Copy out every line of the entries below, from the line with "of the black" up to and including the final line of the entries, and add 146 to each answer coordinate. Leave every other number unchanged.
========
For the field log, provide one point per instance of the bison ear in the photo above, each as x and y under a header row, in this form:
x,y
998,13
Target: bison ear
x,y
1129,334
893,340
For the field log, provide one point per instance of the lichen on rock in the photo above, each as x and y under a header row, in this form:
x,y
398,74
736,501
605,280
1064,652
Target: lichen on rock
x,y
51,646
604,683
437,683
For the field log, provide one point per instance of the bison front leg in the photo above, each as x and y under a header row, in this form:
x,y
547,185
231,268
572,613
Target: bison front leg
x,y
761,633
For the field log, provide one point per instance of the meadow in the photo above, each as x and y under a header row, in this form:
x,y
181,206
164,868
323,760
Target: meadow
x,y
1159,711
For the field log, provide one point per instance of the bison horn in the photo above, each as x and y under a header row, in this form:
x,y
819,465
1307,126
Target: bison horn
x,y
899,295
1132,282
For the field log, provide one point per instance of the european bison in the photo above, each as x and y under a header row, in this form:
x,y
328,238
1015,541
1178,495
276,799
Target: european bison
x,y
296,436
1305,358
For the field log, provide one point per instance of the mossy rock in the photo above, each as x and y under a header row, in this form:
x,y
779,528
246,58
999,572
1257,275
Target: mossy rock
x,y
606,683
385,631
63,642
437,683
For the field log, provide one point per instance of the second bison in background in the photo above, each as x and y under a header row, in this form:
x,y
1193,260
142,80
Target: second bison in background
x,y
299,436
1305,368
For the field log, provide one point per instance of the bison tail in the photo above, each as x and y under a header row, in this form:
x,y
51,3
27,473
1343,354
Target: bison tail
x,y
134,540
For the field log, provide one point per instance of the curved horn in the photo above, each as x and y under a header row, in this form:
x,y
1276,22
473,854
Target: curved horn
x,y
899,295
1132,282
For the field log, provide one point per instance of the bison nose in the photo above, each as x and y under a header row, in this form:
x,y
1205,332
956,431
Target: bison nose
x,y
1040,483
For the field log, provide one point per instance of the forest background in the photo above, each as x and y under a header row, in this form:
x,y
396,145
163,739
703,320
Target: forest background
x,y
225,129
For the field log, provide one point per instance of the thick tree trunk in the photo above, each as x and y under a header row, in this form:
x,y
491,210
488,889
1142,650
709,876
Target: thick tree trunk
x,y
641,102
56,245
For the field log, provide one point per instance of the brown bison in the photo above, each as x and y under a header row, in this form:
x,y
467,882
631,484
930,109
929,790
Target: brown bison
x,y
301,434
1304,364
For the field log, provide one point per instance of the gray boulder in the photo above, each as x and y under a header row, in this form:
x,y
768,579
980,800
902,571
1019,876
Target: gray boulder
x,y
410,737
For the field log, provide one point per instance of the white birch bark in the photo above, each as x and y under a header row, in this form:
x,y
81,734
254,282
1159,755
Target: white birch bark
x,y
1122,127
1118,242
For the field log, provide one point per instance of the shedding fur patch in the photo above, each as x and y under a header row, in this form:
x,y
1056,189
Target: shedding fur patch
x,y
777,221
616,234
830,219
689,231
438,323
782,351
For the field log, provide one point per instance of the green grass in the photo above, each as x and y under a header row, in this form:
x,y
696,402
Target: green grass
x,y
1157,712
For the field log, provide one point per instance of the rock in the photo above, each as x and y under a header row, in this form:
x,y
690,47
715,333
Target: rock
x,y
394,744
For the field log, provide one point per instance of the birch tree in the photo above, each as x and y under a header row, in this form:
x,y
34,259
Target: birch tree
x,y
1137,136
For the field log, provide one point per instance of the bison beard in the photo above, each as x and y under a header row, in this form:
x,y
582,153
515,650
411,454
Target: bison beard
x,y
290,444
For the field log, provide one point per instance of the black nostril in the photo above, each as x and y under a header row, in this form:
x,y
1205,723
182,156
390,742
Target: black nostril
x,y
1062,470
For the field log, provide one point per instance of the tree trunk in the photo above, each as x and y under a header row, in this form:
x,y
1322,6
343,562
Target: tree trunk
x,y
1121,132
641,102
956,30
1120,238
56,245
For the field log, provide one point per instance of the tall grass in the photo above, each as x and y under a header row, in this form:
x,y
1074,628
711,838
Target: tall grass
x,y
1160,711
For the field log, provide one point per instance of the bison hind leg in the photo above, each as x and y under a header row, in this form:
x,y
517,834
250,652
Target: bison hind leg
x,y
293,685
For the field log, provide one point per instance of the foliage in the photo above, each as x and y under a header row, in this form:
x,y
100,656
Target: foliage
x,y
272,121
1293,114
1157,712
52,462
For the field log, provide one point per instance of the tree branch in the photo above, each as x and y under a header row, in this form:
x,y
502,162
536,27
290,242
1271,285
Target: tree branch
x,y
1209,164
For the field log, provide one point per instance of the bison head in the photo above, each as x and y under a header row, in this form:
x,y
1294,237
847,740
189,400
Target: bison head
========
**Exercise response:**
For the field log, provide one point per instance of the black nostril in the photo above, each as x and y under a header row, in this form:
x,y
1205,723
182,156
390,742
Target: black nostril
x,y
1208,616
For the field log, provide one point per instance of the tree trunk in the photo above, each as x and y under a header row, in this form:
x,y
1322,6
343,562
Target: tree trunk
x,y
1267,278
787,248
1102,176
1266,384
202,391
For the field log, provide one point per instance of the tall grass in the photo above, each as x and y under a header row, in this form:
x,y
1074,628
711,838
Target: tall grass
x,y
1306,857
For the field log, provide one point per instance of the bison hind leg in the photo above, each as x and y under a header row, in this form:
x,y
517,834
250,652
Target: bison hind leg
x,y
439,831
For the field log, provide one point per instance of the foliage in the photo above, each as x and y under a header row, in this form:
x,y
100,656
Target: foliage
x,y
418,267
1439,260
1303,858
198,608
For the field log, provide one point per instance of the tree branch in the photo above, each as x and y under a header row, in this form:
x,y
502,162
536,27
290,242
1271,285
Target: tree branch
x,y
1355,310
For the field log, provide one point per instance of the bison head in the photo above, each as x and y under a header row, in this form:
x,y
1294,237
847,740
189,400
Target: bison head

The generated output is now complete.